* **Requirement 1**
According to the passage about Gene Kiniski, what stopped his football career with the Edmonton Eskimos?
* **Requirement 2**
Carry on the passage about Gene Kiniski, picking up after its final sentence.

* **Provided passage**
..........

WEST - Gene Kiniski stirs the pot

Broadcast Date: March 8, 1978

After he's introduced as the meanest man in Canada, a mock scowl flashes across the huge bulldog face of Gene Kiniski. Resplendent in an eye-popping suit, the legendary wrestling heel wastes no time in turning a purported interview with Peter Gzowski on CBC Television's 90 Minutes Live into a series of lectures. Declaring "I am a super cook," he gives housewives tips on cooking pork sausage.

Kiniski also gives the audience a piece of his mind about cops who take free coffee, his old wrestling foe "God" — "Whipper" Billy Watson — and the beauty of Vancouver. Later, when audience members boo, he takes a charge at them. Gzowski advises: "You'd do better if you could get that twinkle out of your eye, you know."

WEST - Gene Kiniski stirs the pot

• Built like a bear and highly articulate, Gene Kiniski is one of many top stars that Canada has contributed to the world of professional wrestling. Born in Edmonton in 1925, Kiniski was a teenager when he started learning amateur wrestling holds at a YMCA in the late 1930s. After distinguishing himself on the mat, Kiniski played football for the Edmonton Eskimos but was sidelined by a serious knee injury in 1953.

• Kiniski turned to pro wrestling. His six-foot-four, 272-pound frame, freight-train fighting style and rapid-fire patter pushed him quickly to wrestling's top rung. "He was spectacular in the ring and a great talker," wrestling promoter Stu Hart is quoted as saying of Kiniski in the Hart biography, Lord of the Ring. Playing the villain, Kiniski "could whip the fans up with his bragging, about how great an athlete he was."

..........

Saved entries
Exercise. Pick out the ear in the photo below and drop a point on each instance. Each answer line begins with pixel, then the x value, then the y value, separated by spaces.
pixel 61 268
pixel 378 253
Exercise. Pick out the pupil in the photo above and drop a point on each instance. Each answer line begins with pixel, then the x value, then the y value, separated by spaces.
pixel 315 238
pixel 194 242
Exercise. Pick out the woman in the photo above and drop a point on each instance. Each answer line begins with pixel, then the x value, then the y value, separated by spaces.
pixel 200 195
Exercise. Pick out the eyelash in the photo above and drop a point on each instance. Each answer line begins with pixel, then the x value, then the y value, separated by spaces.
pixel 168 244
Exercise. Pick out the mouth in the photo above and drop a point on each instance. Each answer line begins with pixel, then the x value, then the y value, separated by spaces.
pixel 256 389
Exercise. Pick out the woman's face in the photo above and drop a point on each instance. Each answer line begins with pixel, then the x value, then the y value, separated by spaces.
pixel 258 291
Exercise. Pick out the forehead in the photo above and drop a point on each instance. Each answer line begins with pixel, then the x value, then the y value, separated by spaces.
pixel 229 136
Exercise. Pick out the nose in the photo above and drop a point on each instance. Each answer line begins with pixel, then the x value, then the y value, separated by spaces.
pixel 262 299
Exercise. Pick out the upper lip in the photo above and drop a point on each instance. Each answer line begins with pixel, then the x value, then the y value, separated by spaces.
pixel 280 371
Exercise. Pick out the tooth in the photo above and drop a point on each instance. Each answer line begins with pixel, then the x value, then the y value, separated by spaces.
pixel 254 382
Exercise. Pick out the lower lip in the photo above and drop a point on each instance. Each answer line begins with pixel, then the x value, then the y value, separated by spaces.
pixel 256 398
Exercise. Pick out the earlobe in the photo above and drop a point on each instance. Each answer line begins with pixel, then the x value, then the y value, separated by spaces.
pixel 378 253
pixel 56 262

..........

* **Exercise output 1**
A serious knee injury in 1953.

* **Exercise output 2**
• Kiniski held many wrestling titles. He beat Vern Gagne for the American Wrestling Association world title in 1961. His biggest win came on Jan. 7, 1966 when he conquered Lou Thesz — considered by some the greatest wrestler of all time — to become National Wrestling Alliance world champion; then the sport's most prestigious crown. He kept the title until February 1969 when he succumbed to a "Funk spinning toehold" administered by Dory Funk Jr.

• Kiniski's trademark greeting for televised matches was, "Hello out there in TV land. I'd like to welcome you as Canada's greatest athlete." Nicknamed "Big Thunder," many of his most popular matches were against "Whipper" Billy Watson, whose in-ring persona was as angelic as Kiniski's was dastardly. After moving to Vancouver in 1962, he continued to fight and became, for a time, a partner in the All-Star Wrestling promotion.

• Sportswriter Trent Frayne said of Kiniski in 1969: "As an entertainer Kiniski is one of the world's most successful in his game, a big, quick, furious, exciting performer with a big round tough-looking kisser who comes on like a demented storm trooper."

• Kiniski's sons Kelly and Nick have both wrestled. Kiniski's Polish-born mother, Julia, served as an Edmonton alderman from 1963 until her death in 1969. The next year Kiniski's brother, a meteorologist and television weatherman, was elected to replace her. He served on council for one year and then again from 1983 until 1989. As of March 2004, Gene Kiniski was retired and living in Washington State.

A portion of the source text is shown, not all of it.